== Short problem ==
Can you scale the entries by 0.5, starting at the line that has "In the photo above, where can the chimney" and stopping after the line that has "Target: apartment building"? Reproduce only those lines, with every answer point's coordinates halved and rounded to whole numbers (halves up), and leave all other text, including the format sample points, unchanged.

== Data ==
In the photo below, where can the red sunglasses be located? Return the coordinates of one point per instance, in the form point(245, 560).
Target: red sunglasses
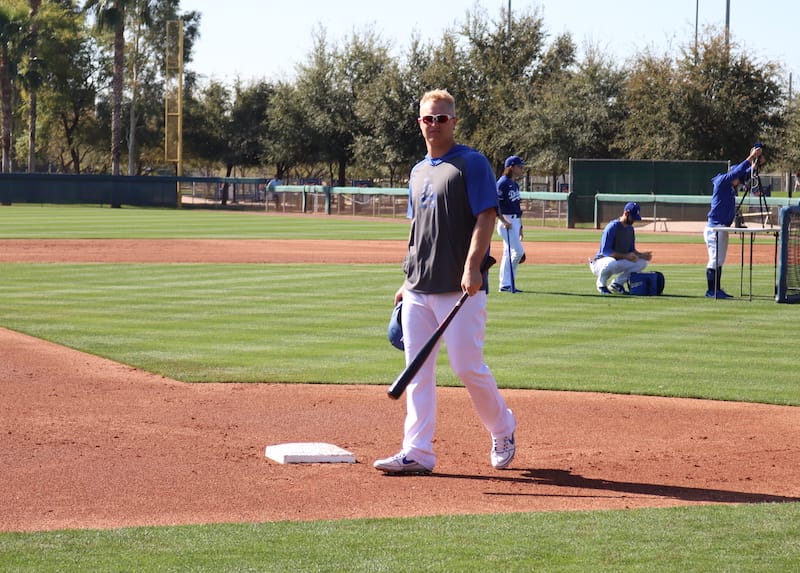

--

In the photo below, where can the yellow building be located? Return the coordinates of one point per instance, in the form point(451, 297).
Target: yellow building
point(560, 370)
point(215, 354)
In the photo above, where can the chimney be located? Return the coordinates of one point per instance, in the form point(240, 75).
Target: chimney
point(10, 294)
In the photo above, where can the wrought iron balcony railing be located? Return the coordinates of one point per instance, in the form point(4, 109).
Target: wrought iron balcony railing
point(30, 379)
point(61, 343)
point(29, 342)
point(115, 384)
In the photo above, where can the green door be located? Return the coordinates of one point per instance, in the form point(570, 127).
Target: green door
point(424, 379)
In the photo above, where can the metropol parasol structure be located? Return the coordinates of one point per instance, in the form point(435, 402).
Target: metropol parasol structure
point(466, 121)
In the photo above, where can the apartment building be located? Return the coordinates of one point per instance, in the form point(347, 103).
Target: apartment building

== Right answer ==
In the photo above, where can the chimney be located? Return the coordinates of one point per instance, in the form point(240, 75).
Target: chimney
point(5, 147)
In the photo above, where can the wrought iron balcony railing be located? Return the coordinates of one point per instance, in the form point(4, 109).
Target: wrought iron balcony railing
point(15, 190)
point(31, 172)
point(15, 171)
point(58, 192)
In the photo above, where can the green door be located? Return the coordinates of one point per instance, in the form point(570, 127).
Target: green door
point(212, 190)
In the photo above, where can the metropol parasol structure be located? Return the coordinates of one point per instance, in the form point(435, 402).
Target: metropol parasol structure
point(233, 61)
In the photo above, where can the apartment building be located? Return the coordinates of one point per instance, in the form point(347, 103).
Target: apartment building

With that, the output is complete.